DATA SUPPLIED =
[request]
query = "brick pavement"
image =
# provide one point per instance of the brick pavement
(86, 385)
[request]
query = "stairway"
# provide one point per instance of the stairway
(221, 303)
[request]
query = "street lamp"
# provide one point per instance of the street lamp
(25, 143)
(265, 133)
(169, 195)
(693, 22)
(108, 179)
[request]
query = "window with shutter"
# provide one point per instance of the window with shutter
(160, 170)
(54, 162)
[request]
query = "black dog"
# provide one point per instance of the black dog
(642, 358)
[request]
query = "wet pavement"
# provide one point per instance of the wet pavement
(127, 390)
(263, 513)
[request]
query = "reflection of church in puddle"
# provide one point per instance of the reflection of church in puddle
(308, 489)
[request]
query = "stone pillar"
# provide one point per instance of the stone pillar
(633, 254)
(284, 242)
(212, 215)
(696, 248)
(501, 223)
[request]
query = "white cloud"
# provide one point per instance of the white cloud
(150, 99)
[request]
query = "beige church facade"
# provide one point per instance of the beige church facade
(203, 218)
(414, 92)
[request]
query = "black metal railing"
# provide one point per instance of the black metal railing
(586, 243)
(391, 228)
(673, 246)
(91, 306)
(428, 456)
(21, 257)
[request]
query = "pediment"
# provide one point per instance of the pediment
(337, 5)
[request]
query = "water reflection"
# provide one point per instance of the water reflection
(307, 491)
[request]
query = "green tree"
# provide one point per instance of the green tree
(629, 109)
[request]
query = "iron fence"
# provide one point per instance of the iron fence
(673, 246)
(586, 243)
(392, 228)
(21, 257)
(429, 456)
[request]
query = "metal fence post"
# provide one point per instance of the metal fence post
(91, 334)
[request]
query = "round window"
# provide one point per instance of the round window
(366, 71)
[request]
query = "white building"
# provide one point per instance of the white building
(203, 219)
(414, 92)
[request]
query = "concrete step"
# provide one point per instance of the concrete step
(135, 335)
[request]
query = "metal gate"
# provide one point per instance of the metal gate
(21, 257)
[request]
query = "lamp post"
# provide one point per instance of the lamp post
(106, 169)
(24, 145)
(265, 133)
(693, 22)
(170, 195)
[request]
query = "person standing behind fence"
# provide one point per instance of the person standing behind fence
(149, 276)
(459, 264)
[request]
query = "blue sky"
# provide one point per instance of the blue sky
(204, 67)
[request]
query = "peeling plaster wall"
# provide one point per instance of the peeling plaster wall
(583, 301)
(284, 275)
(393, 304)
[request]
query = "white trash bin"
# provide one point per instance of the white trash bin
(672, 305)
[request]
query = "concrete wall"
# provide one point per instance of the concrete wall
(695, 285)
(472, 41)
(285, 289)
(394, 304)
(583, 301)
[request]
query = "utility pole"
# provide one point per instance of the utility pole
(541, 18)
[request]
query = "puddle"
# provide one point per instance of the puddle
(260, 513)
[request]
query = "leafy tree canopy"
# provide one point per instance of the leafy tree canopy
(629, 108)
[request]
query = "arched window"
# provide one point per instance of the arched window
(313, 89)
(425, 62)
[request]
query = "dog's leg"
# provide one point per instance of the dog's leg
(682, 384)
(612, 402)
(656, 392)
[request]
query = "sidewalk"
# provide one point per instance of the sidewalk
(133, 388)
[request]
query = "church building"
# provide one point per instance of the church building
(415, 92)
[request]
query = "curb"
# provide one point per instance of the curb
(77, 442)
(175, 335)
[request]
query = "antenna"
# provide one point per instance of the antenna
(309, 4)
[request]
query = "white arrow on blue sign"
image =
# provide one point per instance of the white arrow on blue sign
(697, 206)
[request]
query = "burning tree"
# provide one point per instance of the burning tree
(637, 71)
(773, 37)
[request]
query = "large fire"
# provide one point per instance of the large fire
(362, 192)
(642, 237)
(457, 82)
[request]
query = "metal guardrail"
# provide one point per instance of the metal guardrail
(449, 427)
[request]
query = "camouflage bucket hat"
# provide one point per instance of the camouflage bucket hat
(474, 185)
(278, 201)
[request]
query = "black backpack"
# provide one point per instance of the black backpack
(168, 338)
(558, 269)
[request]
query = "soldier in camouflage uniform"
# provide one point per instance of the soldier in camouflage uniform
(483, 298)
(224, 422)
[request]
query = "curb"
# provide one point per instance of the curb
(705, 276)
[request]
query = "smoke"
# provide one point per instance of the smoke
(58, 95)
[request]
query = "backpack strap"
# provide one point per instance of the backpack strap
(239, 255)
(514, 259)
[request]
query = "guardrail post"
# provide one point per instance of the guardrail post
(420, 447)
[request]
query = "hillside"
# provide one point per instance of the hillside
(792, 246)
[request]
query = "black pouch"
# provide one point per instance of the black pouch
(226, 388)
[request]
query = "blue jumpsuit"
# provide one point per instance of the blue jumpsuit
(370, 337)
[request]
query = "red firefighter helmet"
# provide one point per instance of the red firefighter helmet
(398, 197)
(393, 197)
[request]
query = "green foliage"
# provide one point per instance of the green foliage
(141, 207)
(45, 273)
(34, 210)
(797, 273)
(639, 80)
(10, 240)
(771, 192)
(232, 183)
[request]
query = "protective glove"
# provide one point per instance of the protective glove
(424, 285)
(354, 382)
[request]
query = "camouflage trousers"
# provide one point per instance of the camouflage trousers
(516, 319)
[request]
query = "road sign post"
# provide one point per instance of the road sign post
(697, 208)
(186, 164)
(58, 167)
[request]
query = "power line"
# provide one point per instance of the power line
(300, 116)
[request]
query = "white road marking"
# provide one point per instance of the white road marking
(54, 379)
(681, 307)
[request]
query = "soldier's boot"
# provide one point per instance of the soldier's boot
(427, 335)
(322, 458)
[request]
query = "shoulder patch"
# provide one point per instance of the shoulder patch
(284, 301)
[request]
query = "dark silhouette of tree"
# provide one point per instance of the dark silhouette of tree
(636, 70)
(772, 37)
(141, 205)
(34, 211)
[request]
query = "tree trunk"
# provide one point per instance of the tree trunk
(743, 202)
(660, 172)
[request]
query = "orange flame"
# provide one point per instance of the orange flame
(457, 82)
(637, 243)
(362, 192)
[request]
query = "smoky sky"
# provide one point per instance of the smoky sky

REQUIREMENT = Return each entry from the material above exactly as it appears.

RESPONSE TO THE TASK =
[request]
query = "brick pavement"
image =
# provide one point per instance of the brick pavement
(86, 385)
[request]
query = "stairway"
# provide one point per instance of the stairway
(221, 303)
[request]
query = "street lamp"
# provide one point per instance of the street lamp
(25, 143)
(265, 133)
(169, 195)
(693, 22)
(108, 179)
[request]
query = "window with shutter"
# provide one point per instance of the window with shutter
(160, 170)
(54, 162)
[request]
query = "black dog"
# provide one point per instance of the black dog
(642, 358)
[request]
query = "wet pavement"
# provide one point per instance of the wet pavement
(127, 390)
(263, 513)
[request]
query = "reflection of church in puddle"
# provide one point per instance of the reflection of church in puddle
(308, 489)
[request]
query = "stone pillar"
# provide one point per instance of the stone pillar
(633, 254)
(284, 242)
(212, 215)
(696, 248)
(501, 223)
[request]
query = "white cloud"
# provide one point per instance of the white cloud
(150, 99)
[request]
query = "beige church facade"
# provide one point per instance of the beige church facade
(203, 218)
(414, 92)
[request]
query = "black metal railing"
# provide one point per instance of the black metal railing
(586, 243)
(391, 228)
(673, 246)
(91, 306)
(428, 456)
(21, 257)
[request]
query = "pediment"
# provide one point per instance of the pediment
(337, 5)
[request]
query = "water reflection"
# provide one point per instance of the water reflection
(307, 491)
[request]
query = "green tree"
# provide one point per instance of the green tree
(629, 109)
[request]
query = "iron fence"
# provide one point per instance of the iron fence
(673, 246)
(586, 243)
(392, 228)
(21, 257)
(429, 456)
[request]
query = "metal fence post"
# provide one point per instance of the metal fence post
(91, 334)
[request]
query = "round window"
# provide one point per instance of the round window
(366, 71)
[request]
query = "white building"
# provide one point per instance of the white building
(203, 219)
(414, 92)
[request]
query = "concrete step"
# provide one point per instance of the concrete step
(135, 335)
[request]
query = "metal gate"
# provide one point per instance of the metal gate
(21, 257)
[request]
query = "lamp post"
# provide one point per instance of the lamp post
(106, 169)
(24, 145)
(265, 133)
(693, 22)
(170, 195)
[request]
query = "person standing behind fence"
# provide one point per instance of the person standing behind fence
(149, 276)
(459, 264)
[request]
query = "blue sky"
# provide one point per instance of the blue sky
(204, 67)
[request]
query = "peeling plaster wall"
# provide one point per instance of the peeling plaster wall
(583, 301)
(284, 275)
(393, 304)
[request]
query = "white trash bin"
# provide one point per instance of the white trash bin
(672, 305)
[request]
query = "concrete wall"
# provide one point per instance of the concrete wall
(695, 285)
(472, 41)
(285, 289)
(394, 304)
(583, 301)
[request]
query = "utility pole"
# provide one point per instance of the utility pole
(541, 18)
[request]
query = "puddle"
# provide one point per instance of the puddle
(260, 513)
[request]
query = "leafy tree canopy"
# provide one point per instance of the leafy tree canopy
(629, 108)
[request]
query = "arched window"
# provide one point per instance of the arched window
(313, 89)
(425, 62)
[request]
query = "dog's leg"
# provide one point per instance of the dog's leg
(682, 384)
(612, 402)
(656, 392)
[request]
query = "sidewalk"
# provide one point per instance of the sidewalk
(133, 388)
[request]
query = "church building"
# provide one point per instance of the church building
(415, 92)
[request]
query = "curb"
# provide one point per instance of the curb
(77, 442)
(175, 335)
[request]
query = "antenna"
# provide one point per instance of the antenna
(309, 4)
[request]
query = "white arrow on blue sign"
image =
# provide one point per instance of the white arrow on blue sign
(697, 206)
[request]
query = "burning tree"
# provide one point per instance of the burning tree
(637, 71)
(773, 37)
[request]
query = "large fire"
# provide one point per instance of the large fire
(362, 192)
(642, 237)
(457, 82)
[request]
query = "metal guardrail"
# provide one point per instance of the metal guardrail
(449, 427)
[request]
query = "camouflage bucket hat"
# provide one point per instance of the camouflage bucket hat
(474, 185)
(278, 201)
[request]
query = "black backpack"
# provide one point per instance of the black backpack
(168, 338)
(558, 269)
[request]
query = "soldier in camouflage uniform"
# provide one point per instance of the soldier in camouflage uniform
(483, 298)
(224, 422)
[request]
query = "curb"
# provide one point per instance of the curb
(705, 276)
[request]
query = "smoke"
# provide one point per instance of the smoke
(58, 95)
[request]
query = "backpack strap"
# provide one point per instance of the backpack strap
(239, 255)
(514, 259)
[request]
query = "guardrail post"
# provide one point per instance of the guardrail post
(420, 447)
[request]
query = "hillside"
# provide one point per instance of the hillside
(792, 246)
[request]
query = "black pouch"
# provide one point per instance of the black pouch
(226, 388)
[request]
query = "blue jumpsuit"
# provide one point per instance of the blue jumpsuit
(370, 337)
[request]
query = "red firefighter helmet"
# provide one point per instance of the red firefighter helmet
(398, 197)
(393, 197)
[request]
query = "green foliage"
# provide one point per instance of the green foliage
(141, 207)
(45, 273)
(34, 210)
(797, 273)
(639, 80)
(10, 240)
(771, 192)
(232, 183)
[request]
query = "protective glove"
# provide one point per instance of the protective glove
(424, 285)
(354, 382)
[request]
query = "camouflage trousers"
# provide one point per instance of the camouflage trousers
(516, 319)
[request]
query = "road sign post"
# provide one point per instance of the road sign post
(697, 208)
(186, 164)
(58, 167)
[request]
query = "power line"
# provide one point per instance of the power line
(300, 116)
[request]
query = "white road marking"
# provide one point per instance of the white road marking
(54, 379)
(681, 307)
[request]
query = "soldier's boot"
# provide one point per instance of the soldier's boot
(427, 335)
(322, 458)
[request]
query = "shoulder patch"
# provide one point per instance of the shoulder patch
(284, 301)
[request]
query = "dark silhouette of tree"
# provide one point per instance of the dark silhouette of tree
(636, 70)
(772, 37)
(141, 205)
(34, 211)
[request]
query = "tree trunk"
# provide one point per instance of the tree trunk
(743, 202)
(660, 172)
[request]
query = "orange flame"
# provide one point per instance of the orange flame
(457, 82)
(637, 243)
(362, 192)
[request]
query = "smoky sky"
# provide one point per instance of the smoky sky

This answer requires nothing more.